Start of Text passage

Publishers are now free to seek their own deals with Apple.

ullstein bild via Getty Images

For over a decade, Apple and Audible (an Amazon company) have enjoyed an exclusivity agreement that restricted the sale of digital audiobooks. The deal ensured that Apple would only source Audible releases and that Audible would only sell its work via one platform: iTunes. The practice has helped both companies hold almost unassailable positions in the audiobook market, which led to a complaint by the German Publishers and Booksellers Association (Börsenverein des Deutschen Buchhandels) back in November 2015.

After more than a year of discussions with German competition watchdog, the Bundeskartellamt, and with help from the European Commission, Apple and Amazon have agreed to terminate their existing deal, allowing Audible audiobooks to be sold via other digital music platforms.

According to a European Commission press release, Apple and Amazon agreed to end the exclusivity deal on January 5th. The pact was actually signed before Amazon acquired Audible (back in 2008), but the German Publishers and Booksellers Association believed Amazon's actions were damaging publishers' ability to sell their work via "alternative channels."

At the time, around 90 percent of all audiobook downloads in Germany were made via Audible or Amazon websites, or via the iTunes Store, indicating why publishers and booksellers had decided to complain.

Commenting on the settlement, the European Commission said it "welcomes an agreement to end all exclusivity obligations concerning audiobook supply and distribution between Amazon's subsidiary Audible and Apple." The competition regulator believes it will also "improve competition in downloadable audiobook distribution in Europe" as Apple can source audiobooks from different suppliers, while publishers can directly secure their own distribution agreements with Apple.

It's not the first time that Apple and Amazon have been embroiled in an antitrust investigation. In 2012, the US Justice Department sued Apple, Hachette, HarperCollins, Macmillan, Penguin and Simon & Schuster over alleged e-book price-rigging.

The agreement was designed to stop booksellers like Amazon and Barnes & Noble from selling bestsellers at a loss. Apple and its co-conspirators were forced to settle out of court. However, it took until mid-2016 for iBooks price fixing credit to make its way to those who opted in to a class action lawsuit against the Cupertino company.

End of Text passage
Start of Items

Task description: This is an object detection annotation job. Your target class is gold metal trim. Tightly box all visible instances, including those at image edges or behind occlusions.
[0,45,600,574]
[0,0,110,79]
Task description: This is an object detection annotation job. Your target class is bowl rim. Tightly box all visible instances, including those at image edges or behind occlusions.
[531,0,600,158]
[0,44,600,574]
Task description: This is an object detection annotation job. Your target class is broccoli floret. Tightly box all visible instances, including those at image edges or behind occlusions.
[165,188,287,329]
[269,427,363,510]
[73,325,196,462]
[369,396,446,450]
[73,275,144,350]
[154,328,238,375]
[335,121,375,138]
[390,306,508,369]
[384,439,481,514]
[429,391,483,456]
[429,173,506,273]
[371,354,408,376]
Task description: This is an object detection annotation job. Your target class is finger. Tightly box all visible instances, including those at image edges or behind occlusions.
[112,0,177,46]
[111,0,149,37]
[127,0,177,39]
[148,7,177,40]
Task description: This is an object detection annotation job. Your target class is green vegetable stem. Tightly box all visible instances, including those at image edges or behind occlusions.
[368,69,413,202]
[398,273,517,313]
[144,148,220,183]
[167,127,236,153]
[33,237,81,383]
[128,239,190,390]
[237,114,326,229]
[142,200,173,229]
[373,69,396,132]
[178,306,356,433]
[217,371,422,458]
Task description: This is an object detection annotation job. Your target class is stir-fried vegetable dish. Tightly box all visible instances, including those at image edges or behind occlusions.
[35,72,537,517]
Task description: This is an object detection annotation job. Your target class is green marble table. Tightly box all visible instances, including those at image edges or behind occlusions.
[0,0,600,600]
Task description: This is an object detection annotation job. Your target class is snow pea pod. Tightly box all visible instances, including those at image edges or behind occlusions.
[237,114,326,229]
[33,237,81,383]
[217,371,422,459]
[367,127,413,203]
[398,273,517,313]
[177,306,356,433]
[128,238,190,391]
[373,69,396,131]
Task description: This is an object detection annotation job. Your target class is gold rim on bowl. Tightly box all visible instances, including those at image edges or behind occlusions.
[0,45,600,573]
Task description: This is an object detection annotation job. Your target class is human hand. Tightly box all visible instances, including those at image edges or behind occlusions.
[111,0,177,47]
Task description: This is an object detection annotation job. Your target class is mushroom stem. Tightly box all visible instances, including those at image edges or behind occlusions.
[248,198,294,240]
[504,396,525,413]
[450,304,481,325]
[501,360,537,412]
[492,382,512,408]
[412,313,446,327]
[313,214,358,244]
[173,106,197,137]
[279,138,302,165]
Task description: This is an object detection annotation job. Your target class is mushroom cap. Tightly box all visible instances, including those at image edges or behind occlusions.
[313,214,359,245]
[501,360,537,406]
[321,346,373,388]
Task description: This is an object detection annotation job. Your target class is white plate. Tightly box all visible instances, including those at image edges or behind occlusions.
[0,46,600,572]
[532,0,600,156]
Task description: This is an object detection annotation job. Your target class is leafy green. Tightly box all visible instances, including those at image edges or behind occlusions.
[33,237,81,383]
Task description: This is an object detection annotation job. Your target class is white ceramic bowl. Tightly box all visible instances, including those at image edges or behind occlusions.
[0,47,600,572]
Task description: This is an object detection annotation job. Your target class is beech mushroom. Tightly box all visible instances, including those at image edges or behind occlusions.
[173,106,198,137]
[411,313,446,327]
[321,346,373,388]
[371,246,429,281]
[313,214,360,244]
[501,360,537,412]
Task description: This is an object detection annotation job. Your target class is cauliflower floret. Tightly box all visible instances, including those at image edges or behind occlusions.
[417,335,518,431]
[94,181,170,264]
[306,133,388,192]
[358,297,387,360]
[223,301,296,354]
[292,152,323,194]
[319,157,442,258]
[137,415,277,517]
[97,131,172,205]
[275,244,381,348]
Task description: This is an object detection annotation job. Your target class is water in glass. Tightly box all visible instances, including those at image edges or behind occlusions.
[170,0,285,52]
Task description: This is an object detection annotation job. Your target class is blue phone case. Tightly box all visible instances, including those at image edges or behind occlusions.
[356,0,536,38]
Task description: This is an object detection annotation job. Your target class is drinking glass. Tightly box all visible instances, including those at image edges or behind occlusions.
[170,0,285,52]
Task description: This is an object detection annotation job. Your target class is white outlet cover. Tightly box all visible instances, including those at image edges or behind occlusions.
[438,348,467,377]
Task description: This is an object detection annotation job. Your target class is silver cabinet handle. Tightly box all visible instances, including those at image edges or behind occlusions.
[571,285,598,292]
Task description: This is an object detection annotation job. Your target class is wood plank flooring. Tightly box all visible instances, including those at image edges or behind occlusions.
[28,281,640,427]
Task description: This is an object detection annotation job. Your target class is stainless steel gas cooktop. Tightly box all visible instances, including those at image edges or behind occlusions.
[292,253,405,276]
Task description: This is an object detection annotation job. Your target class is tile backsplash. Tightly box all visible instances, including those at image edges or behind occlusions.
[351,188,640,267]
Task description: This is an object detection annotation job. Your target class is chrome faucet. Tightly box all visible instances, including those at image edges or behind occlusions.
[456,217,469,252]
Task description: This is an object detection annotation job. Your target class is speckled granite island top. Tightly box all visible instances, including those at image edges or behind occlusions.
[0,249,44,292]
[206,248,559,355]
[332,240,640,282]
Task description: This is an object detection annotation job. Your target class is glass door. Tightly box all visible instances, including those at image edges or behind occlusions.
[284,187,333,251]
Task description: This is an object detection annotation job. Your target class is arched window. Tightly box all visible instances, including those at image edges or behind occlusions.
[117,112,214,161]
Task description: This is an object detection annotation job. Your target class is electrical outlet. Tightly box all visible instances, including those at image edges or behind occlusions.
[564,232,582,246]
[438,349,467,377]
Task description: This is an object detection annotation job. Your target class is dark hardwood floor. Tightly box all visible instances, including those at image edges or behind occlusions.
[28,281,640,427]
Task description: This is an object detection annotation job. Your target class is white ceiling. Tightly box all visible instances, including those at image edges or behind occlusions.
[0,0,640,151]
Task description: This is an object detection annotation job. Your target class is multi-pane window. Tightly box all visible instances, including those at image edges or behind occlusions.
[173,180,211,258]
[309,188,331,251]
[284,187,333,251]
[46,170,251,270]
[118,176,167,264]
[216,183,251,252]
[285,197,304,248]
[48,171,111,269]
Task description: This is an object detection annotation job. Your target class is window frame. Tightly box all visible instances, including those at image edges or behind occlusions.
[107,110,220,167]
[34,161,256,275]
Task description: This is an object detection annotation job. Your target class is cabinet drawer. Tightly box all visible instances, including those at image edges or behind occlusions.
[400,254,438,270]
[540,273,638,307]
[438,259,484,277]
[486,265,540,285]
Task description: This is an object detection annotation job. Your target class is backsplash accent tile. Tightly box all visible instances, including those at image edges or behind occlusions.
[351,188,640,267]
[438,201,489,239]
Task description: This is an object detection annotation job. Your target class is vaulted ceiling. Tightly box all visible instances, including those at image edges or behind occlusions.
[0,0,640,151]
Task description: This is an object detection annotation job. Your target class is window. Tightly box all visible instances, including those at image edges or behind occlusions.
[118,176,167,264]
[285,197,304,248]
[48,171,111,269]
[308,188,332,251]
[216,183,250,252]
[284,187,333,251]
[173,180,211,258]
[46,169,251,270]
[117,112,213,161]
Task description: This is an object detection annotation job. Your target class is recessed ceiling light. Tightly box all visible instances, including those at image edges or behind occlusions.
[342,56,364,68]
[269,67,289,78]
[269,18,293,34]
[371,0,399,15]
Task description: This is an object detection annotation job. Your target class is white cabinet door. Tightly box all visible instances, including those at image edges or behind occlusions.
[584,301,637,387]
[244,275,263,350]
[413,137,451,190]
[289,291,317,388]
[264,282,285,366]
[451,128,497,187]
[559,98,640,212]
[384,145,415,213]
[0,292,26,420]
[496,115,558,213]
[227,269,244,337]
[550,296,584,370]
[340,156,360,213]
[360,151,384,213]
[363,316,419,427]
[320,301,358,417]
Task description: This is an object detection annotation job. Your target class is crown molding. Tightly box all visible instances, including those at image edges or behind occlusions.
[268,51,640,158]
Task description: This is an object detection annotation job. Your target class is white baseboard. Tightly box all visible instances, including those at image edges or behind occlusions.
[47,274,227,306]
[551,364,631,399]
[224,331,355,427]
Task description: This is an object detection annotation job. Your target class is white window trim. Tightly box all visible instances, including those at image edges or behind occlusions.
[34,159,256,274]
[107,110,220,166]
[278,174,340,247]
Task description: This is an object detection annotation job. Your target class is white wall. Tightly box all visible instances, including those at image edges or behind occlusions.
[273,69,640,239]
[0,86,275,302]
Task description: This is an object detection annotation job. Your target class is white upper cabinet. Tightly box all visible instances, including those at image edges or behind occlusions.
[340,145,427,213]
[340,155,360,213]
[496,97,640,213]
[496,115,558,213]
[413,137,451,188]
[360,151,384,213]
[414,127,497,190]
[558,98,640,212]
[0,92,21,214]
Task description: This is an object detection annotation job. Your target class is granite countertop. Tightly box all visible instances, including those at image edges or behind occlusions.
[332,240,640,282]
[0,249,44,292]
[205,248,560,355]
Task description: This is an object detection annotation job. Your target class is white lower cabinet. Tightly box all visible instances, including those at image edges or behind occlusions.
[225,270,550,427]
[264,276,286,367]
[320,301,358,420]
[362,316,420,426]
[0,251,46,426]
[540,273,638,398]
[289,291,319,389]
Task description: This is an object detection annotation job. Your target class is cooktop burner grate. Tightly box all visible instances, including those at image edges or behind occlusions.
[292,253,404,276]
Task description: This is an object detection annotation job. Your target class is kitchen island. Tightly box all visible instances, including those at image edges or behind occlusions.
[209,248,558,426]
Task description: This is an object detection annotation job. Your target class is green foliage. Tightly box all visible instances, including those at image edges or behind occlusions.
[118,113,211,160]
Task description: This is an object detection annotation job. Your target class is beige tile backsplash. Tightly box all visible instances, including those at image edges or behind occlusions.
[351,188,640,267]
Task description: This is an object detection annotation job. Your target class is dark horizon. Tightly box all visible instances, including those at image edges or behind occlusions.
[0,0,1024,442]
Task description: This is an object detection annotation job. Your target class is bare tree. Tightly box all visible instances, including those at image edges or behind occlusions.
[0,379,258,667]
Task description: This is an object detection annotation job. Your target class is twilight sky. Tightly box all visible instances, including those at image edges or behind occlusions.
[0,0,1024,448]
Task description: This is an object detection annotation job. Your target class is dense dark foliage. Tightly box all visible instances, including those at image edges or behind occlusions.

End of Items

• [Directions for this task] According to the audiobook article, what share of all audiobook downloads in Germany were made via Audible or Amazon websites or the iTunes Store?

• [Exercise solution] Around 90 percent.